ロスジェネはえてしてこだわりすぎる

タグ:菅原咲月

びーむ色調補正3
前の記事ではこの日のセトリについての感想、そして梅澤美波の「未来の乃木坂を見ているみたい」というコメントについて思うところを書きました。

関連記事:


当記事ではこの日に感じた「あの頃の匂い」について。

こんな最高の瞬間を


あの頃。
もちろん、初期アンダラのことです。

当時と通じる何かを感じたそのひとつの要因は前の記事に書いた沸点越えの熱気。
そして「有明」という舞台設定も影響していたかもしれません。

でもたぶん一番の理由は刹那性

常に存続の危機と隣り合わせ。
無料の招待イベントでも集客できなかった幕張メッセでの初回開催。
続くO-EASTでは募集期間が終了するも、運営から「まったく、埋まっていない」と言われメンバーが2次募集を懇願しました。

「次がある保証なんてどこにもない」から「今この瞬間に死ぬ気でやるしかない」。
それがスタート当時のアンダラでした。

**問題:** 初期のアンダラを振り返る本文を、最後の文のあとから書き継いでください。

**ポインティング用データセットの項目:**
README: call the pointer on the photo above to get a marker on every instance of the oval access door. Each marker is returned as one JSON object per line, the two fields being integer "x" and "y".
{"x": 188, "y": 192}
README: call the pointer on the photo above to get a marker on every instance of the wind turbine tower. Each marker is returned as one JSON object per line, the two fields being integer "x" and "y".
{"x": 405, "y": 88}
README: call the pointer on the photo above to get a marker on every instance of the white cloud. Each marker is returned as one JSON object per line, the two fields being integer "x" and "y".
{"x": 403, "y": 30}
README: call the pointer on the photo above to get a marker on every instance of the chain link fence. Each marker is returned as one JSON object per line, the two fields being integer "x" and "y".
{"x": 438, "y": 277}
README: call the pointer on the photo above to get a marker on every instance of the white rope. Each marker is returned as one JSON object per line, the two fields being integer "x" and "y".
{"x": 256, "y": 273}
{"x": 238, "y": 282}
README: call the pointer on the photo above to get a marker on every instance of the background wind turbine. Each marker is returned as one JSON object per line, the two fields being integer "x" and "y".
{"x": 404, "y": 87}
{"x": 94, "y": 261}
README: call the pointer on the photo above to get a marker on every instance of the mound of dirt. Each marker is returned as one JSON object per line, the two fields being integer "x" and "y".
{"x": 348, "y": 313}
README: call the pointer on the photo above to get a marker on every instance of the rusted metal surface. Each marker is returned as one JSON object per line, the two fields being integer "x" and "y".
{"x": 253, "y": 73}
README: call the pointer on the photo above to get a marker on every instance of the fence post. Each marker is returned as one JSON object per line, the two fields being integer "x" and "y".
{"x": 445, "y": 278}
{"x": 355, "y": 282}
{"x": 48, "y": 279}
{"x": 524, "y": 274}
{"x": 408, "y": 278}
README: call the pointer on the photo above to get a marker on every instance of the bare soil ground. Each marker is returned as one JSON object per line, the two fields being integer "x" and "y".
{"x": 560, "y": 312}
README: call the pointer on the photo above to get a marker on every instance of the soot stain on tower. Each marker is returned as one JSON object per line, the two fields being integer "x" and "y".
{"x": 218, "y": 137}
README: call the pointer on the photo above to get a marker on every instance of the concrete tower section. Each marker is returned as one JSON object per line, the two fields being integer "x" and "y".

**答え:**
そしてもうひとつ、アンダラはその構造上「別れ」が内在しています。

常に1回限りの座組
誰かが選抜入りすればもうこのメンバーは揃わない。
むしろアンダラで活躍すればするほど選抜が近づく=ここからいなくなる確率が高い。

文字通りの一期一会。

ある意味「特殊選抜」だった今回はこの刹那性=2度と揃わないメンツ感が満載でした。
さらにラストには「サンフラワー」清宮レイとの別れが待っていたのです。それこそ2ndシーズンでの伊藤寧々のように。

この日2度歌われた『ジャンピングジョーカーフラッシュ』。

意味もなくはしゃいでバカみたいに笑った愚かで愛おしい日々の記憶
底抜けに明るいのに、そこに込められた刹那性ゆえに沁みる曲です。(とりわけ私のようなおっさんには)

そしてまさしく4期の青春そのもののような楽曲であるにもかかわらず「16人の4期生」では一度も披露することが叶いませんでした。

今回の15人もこの日が最後。

でも。だからこそ。
メンバーたちは必死に互いに顔を見合わせながら歌うのです。

忘れないでくれよ。

俺たちの合言葉を。

こんな最高の瞬間があったことを。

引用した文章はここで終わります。